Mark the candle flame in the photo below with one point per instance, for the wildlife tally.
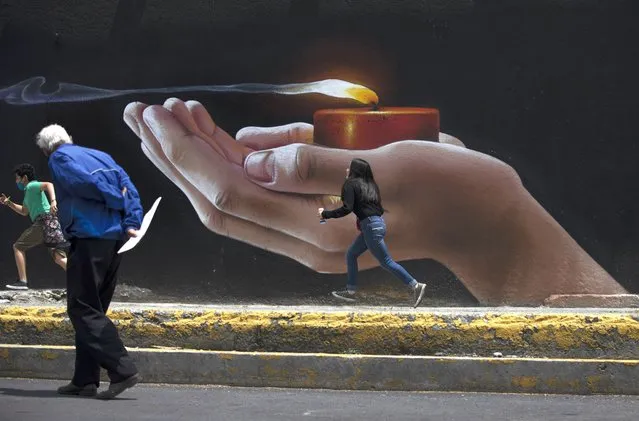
(343, 89)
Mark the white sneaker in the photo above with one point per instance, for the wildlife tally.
(345, 295)
(419, 291)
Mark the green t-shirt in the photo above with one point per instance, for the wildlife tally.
(35, 200)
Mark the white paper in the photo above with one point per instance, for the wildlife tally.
(146, 222)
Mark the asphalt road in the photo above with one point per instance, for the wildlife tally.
(25, 400)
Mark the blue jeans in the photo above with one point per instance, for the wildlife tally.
(372, 238)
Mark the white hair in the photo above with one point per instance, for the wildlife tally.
(51, 137)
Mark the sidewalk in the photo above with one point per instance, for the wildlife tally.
(505, 349)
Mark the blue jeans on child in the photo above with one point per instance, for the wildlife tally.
(372, 238)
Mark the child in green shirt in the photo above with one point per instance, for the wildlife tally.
(45, 229)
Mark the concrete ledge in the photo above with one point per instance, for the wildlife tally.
(472, 333)
(346, 372)
(593, 300)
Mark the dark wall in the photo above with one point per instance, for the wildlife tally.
(550, 87)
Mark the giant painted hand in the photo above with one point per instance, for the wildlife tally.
(465, 209)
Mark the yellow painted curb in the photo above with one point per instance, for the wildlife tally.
(352, 332)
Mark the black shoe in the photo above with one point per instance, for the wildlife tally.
(420, 291)
(116, 388)
(71, 389)
(18, 285)
(345, 295)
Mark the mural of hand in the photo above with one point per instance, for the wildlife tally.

^^^^^^^^^^^^^^^^

=== Task requirements ===
Print every line of the listing exactly, please, and leave the images out.

=== Answer to this problem ===
Mark the candle flame in the photo below with one point per instance, for the wildlife tally.
(343, 89)
Mark the white sneaker in the photo above with one point per instance, for the wildlife tally.
(345, 295)
(419, 291)
Mark the green t-shirt in the photo above with one point per instance, for the wildlife tally.
(35, 200)
Mark the white paper in the photo above with one point per instance, for the wildlife tally.
(146, 222)
Mark the asphalt road in the photo above with one point per instance, for the wildlife tally.
(25, 400)
Mark the blue jeans in the photo above with one point per instance, for the wildlife tally.
(372, 238)
Mark the white hair in the photo above with one point per instance, for the wildlife tally.
(51, 137)
Mark the sidewalk in the photo above with one point per instance, for the wildlife tally.
(505, 349)
Mark the blue jeans on child in the photo above with one point per instance, for the wildlife tally.
(372, 238)
Mark the child in green shirt in the photo above with one point per instance, for the wildlife tally.
(45, 229)
Mark the concrete ledge in the photo above with one point per instance, for the wildlife tally.
(472, 333)
(346, 372)
(593, 300)
Mark the dark wall in the photo above with one point per instance, for the wildlife tally.
(550, 87)
Mark the giant painted hand in the photo above with one point per instance, for the wildlife tally.
(465, 209)
Mark the yellow painted curb in the photo above with one point per instance, for the wildlife tally.
(352, 332)
Mark the black shoe in the photo above with one point per instance, for the wildlife tally.
(420, 291)
(116, 388)
(71, 389)
(18, 285)
(345, 295)
Mark the mural of hand in the photo above with one point per instance, for the wildlife tally.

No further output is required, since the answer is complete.